• [TASKS TO PERFORM]
1. Answer these questions using the text on prescription opioids:
(a) How many Australians died of an opioid overdose in 2016?
(b) Which four common types of prescription opioids does the text list?
(c) What percentage of people who take prescription opioids for more than three months will have a negative side effect?
2. Transcribe the text on prescription opioids from "The misuse of" up to and including "least one opioid.".

• [EXTRACT PROVIDED]
In 2016, prescription opioids were involved in more deaths and hospitalisations than heroin.

1,045 Australians died of an opioid overdose in 2016.

In Australia there are over 60 different prescription painkillers which are an opioid.

Opioids are also found in many other medicines you might not expect, such as cough syrup.

It can be hard to know what is or isn’t a prescription opioid.

What are opioids?

Opioids can be a type of prescription medicine often provided for severe pain.

Common types of prescription opioids include codeine, oxycodone, fentanyl and morphine.

Prescription opioids work by depressing or slowing down the function of the central nervous system – your brain and spinal cord – to relieve pain. As well as working on trying to reduce pain, they also affect other parts of your body.

Why are they dangerous?

The misuse of prescription opioids can result in an accidental overdose, hospitalisation and even death.

While prescription opioids can be very effective in managing severe pain, like many medications they can also cause negative side effects and have unintended consequences.

In fact, 80% of people who take prescription opioids for more than three months will have a negative side effect, which may include slower and shallower breathing and drowsiness.

Did you know…

3.1 Million Australians are prescribed opioids yearly.

Over the course of a year, 20% of Australians over 45 years will be prescribed at least one opioid.

1 in 10 people who misuse them become dependent.

• [INFORMATION PROVIDED]
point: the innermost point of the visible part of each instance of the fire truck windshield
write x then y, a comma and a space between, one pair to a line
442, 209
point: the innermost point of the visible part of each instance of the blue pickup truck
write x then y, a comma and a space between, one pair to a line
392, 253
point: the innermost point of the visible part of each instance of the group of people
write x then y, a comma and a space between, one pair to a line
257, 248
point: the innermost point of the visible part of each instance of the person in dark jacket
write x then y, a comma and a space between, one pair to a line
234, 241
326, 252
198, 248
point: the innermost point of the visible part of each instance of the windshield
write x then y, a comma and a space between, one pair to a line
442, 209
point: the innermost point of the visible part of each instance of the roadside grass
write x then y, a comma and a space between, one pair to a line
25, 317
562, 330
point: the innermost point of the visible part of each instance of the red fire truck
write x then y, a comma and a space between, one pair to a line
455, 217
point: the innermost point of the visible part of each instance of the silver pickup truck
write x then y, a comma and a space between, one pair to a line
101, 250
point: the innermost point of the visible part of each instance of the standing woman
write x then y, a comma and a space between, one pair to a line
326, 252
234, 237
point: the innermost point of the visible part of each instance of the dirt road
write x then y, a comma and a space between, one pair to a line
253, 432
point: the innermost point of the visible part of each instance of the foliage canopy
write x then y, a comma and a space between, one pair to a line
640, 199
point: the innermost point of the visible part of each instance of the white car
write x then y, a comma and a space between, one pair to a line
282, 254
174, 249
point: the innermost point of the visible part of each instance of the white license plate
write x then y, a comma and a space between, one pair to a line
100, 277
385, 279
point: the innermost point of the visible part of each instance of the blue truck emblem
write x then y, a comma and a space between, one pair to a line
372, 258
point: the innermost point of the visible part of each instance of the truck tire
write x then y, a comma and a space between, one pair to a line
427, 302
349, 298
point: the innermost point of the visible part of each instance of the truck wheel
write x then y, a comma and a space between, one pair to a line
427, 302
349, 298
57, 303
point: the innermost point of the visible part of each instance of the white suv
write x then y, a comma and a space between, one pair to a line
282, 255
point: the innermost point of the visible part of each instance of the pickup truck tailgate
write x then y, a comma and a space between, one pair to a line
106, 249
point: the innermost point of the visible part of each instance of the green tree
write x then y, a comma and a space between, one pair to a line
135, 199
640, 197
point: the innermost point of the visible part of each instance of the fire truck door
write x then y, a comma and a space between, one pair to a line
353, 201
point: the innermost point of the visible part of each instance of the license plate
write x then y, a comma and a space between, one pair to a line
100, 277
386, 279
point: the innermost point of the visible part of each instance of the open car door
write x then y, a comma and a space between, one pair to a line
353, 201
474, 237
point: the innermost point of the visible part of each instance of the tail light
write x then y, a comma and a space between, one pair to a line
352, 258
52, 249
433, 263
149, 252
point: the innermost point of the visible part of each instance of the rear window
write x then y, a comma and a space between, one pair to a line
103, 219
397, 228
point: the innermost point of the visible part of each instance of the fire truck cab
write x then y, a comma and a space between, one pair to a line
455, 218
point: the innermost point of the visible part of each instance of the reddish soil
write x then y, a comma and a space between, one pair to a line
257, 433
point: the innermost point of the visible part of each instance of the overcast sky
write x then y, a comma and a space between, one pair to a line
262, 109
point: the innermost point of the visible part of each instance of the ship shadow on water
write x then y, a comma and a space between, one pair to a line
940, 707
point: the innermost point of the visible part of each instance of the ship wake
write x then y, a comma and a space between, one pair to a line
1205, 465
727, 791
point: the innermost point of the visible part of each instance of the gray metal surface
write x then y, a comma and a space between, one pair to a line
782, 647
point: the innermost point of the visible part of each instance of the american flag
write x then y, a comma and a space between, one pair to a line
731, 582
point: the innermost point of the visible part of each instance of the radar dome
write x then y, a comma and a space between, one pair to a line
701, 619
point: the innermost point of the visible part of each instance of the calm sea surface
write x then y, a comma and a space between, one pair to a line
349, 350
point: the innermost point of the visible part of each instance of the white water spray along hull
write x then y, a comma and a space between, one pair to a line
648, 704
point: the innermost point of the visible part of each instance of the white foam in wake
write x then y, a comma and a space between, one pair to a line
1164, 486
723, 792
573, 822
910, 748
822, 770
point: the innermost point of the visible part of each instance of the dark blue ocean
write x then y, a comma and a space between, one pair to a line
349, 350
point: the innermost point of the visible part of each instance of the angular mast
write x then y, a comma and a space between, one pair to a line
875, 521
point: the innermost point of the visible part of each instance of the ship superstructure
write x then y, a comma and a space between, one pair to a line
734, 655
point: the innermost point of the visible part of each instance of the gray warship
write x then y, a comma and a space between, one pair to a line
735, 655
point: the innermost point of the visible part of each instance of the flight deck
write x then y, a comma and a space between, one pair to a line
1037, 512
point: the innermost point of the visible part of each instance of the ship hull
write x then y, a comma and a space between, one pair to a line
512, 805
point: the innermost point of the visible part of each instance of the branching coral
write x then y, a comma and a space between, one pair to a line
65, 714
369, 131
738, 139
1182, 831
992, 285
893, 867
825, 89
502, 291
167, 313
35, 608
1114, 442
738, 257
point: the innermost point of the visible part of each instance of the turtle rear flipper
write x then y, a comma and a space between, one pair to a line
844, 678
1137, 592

• [ACTIVITY ANSWERS]
1.
(a) 1,045
(b) Codeine, oxycodone, fentanyl and morphine
(c) 80%

2.
The misuse of prescription opioids can result in an accidental overdose, hospitalisation and even death.

While prescription opioids can be very effective in managing severe pain, like many medications they can also cause negative side effects and have unintended consequences.

In fact, 80% of people who take prescription opioids for more than three months will have a negative side effect, which may include slower and shallower breathing and drowsiness.

Did you know…

3.1 Million Australians are prescribed opioids yearly.

Over the course of a year, 20% of Australians over 45 years will be prescribed at least one opioid.